* _What is being asked_
All that should appear is the line containing "Query: street lamp" and the lines after it in the records below, each reproduced exactly.

* _Material to process_
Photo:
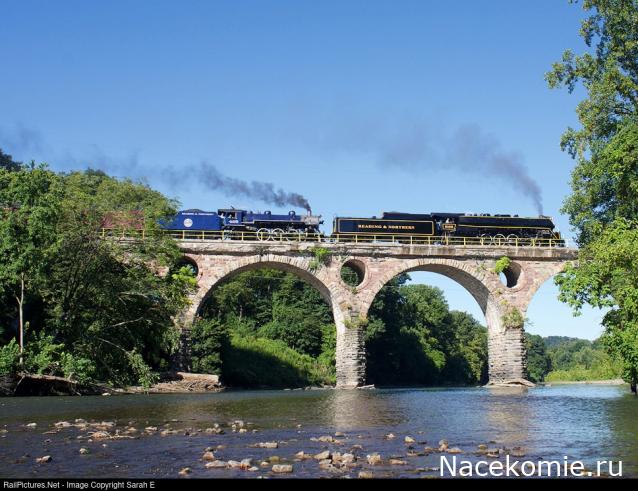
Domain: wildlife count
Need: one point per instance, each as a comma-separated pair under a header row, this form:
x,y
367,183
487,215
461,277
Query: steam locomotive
x,y
264,225
394,226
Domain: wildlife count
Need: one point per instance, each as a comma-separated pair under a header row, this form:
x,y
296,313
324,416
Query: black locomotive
x,y
482,228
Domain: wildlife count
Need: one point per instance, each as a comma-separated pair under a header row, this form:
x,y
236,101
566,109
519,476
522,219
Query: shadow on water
x,y
579,422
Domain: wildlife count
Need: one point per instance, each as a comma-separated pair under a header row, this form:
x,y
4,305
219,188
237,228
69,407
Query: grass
x,y
268,363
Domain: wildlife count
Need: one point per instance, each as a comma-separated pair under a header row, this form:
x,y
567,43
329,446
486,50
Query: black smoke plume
x,y
419,147
265,192
24,140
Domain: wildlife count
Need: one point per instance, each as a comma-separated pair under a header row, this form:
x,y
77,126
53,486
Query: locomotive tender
x,y
393,226
445,225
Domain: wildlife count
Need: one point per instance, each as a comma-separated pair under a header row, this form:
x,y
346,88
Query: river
x,y
578,422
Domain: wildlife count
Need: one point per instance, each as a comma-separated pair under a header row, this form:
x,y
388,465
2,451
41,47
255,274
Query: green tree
x,y
30,200
7,162
539,363
95,308
603,205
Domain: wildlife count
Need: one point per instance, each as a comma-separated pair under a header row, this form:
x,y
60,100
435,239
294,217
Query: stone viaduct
x,y
472,267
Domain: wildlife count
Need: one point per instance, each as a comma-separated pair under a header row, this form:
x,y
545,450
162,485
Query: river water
x,y
578,422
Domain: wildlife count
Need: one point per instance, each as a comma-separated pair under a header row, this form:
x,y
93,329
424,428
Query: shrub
x,y
208,338
9,358
502,264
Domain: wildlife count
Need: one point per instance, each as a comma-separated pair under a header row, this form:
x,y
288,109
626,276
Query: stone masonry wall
x,y
471,267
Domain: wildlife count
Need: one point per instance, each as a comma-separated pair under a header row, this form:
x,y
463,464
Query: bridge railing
x,y
382,239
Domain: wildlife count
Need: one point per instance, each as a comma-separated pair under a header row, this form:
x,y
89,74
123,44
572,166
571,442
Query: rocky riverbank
x,y
28,384
229,449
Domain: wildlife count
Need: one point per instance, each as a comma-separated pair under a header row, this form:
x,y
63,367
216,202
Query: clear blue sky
x,y
312,96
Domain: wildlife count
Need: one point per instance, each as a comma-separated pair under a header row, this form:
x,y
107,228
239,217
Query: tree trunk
x,y
21,315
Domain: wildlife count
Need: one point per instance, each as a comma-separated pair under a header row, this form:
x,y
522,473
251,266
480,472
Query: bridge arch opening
x,y
275,325
190,264
511,276
414,337
353,272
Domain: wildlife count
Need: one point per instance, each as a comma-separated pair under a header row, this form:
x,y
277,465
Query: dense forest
x,y
83,307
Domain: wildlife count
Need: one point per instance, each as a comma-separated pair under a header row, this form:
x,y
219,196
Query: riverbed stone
x,y
323,455
398,462
373,458
209,456
267,445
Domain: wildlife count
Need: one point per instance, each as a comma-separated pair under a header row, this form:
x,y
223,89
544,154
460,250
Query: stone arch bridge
x,y
472,267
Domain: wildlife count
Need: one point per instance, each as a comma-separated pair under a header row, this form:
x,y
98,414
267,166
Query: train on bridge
x,y
431,228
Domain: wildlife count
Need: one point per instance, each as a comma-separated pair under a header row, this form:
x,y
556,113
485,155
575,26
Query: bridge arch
x,y
506,356
472,267
210,277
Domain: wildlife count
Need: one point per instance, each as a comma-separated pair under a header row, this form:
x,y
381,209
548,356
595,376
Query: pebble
x,y
323,455
348,458
100,435
398,462
373,458
267,445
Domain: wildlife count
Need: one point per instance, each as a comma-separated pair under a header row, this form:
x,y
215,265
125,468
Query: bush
x,y
259,362
208,338
81,370
9,358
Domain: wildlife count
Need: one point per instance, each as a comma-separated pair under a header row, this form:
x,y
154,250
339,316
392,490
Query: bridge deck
x,y
233,247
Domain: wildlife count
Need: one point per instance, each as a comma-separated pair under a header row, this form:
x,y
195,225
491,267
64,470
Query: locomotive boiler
x,y
232,221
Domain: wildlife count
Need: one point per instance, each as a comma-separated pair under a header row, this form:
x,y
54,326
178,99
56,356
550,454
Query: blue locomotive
x,y
263,225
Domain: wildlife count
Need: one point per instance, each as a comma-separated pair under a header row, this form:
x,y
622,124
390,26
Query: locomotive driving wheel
x,y
263,234
500,239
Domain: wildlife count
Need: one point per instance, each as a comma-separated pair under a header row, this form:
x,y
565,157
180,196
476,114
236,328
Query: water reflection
x,y
358,409
581,422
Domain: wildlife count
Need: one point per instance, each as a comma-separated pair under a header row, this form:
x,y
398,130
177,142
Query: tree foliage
x,y
603,206
93,308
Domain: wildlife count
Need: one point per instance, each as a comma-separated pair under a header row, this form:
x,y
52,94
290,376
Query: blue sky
x,y
316,97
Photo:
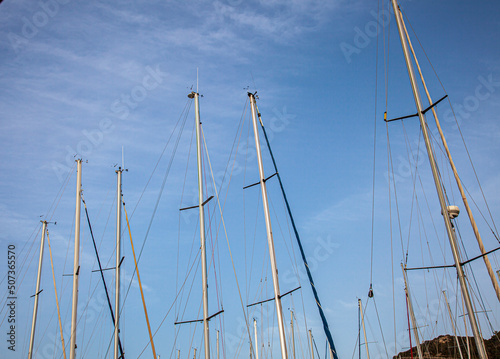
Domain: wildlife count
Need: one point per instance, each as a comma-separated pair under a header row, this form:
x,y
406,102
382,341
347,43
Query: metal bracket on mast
x,y
110,268
270,299
416,114
192,207
200,320
265,180
453,265
34,295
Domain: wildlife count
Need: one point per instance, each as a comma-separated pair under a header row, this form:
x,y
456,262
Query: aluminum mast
x,y
76,262
195,95
444,211
37,291
272,255
118,258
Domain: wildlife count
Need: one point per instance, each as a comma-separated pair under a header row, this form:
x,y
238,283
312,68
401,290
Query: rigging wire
x,y
183,122
227,240
458,126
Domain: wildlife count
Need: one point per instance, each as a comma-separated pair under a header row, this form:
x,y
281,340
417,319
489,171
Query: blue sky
x,y
93,77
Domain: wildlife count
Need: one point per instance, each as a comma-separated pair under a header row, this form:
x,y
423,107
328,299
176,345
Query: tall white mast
x,y
453,325
272,255
118,258
76,263
444,210
364,329
412,314
195,95
475,229
256,339
292,334
37,291
218,352
311,344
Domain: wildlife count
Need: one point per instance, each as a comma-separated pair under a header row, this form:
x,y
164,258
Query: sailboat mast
x,y
475,229
202,226
453,324
364,329
292,333
444,211
256,339
311,344
118,259
37,291
412,314
277,297
76,262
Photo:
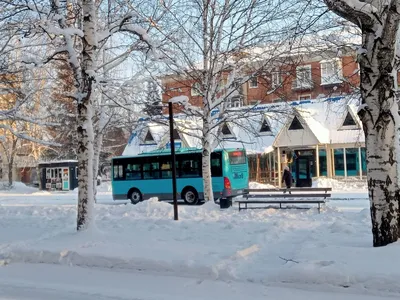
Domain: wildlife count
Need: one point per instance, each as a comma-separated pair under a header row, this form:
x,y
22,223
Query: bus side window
x,y
118,171
151,169
216,164
190,166
133,171
166,168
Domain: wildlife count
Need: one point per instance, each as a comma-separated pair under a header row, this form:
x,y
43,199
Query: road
x,y
49,282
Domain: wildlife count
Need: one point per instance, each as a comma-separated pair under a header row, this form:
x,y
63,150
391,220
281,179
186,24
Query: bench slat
x,y
284,201
287,195
291,189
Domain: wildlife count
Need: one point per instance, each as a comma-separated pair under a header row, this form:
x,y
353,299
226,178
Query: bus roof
x,y
177,151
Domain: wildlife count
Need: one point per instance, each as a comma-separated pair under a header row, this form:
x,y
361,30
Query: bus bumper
x,y
232,192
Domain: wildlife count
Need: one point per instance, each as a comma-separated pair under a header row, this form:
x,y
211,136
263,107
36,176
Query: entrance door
x,y
303,174
65,179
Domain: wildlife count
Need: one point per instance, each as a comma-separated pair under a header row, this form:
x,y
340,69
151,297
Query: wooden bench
x,y
280,194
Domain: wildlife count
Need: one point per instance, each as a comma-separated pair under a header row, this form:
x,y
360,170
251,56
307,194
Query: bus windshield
x,y
237,157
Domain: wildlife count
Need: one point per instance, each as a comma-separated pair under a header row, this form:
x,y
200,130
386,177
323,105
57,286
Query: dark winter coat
x,y
287,178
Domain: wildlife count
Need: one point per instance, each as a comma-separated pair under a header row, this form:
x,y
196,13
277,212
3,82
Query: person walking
x,y
287,178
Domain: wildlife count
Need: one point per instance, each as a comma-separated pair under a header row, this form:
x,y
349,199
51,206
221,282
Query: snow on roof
x,y
322,117
325,117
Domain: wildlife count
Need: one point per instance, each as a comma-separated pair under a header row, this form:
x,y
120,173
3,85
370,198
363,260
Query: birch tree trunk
x,y
206,159
85,125
98,142
379,110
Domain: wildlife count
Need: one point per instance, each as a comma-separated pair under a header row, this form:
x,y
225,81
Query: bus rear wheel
x,y
190,196
135,196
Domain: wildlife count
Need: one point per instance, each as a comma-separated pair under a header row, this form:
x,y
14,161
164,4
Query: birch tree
x,y
378,22
78,41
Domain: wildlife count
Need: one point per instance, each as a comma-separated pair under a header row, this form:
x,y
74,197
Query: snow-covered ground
x,y
209,253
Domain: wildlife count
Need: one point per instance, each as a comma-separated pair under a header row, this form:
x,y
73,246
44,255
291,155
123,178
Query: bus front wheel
x,y
190,196
135,196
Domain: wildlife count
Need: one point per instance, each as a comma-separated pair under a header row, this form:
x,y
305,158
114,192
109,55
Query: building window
x,y
149,138
349,121
235,102
196,89
253,82
331,71
176,135
276,79
295,125
265,128
305,97
303,77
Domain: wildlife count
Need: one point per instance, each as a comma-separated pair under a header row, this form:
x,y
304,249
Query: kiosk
x,y
58,175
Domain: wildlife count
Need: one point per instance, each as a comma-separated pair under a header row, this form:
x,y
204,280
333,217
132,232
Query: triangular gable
x,y
296,124
289,137
149,138
227,132
349,122
265,128
176,134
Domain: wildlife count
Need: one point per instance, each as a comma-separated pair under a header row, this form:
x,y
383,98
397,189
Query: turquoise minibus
x,y
149,174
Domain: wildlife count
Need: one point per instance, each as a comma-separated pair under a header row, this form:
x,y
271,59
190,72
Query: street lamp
x,y
178,100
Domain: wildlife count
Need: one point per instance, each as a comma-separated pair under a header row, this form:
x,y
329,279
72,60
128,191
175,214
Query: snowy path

* _Result_
Query: street lamp
x,y
178,100
Domain: wildlife count
Need: one point per instance, each as a comma-separated pair under a header row, this form:
x,y
329,279
72,60
128,191
175,214
Query: snowy path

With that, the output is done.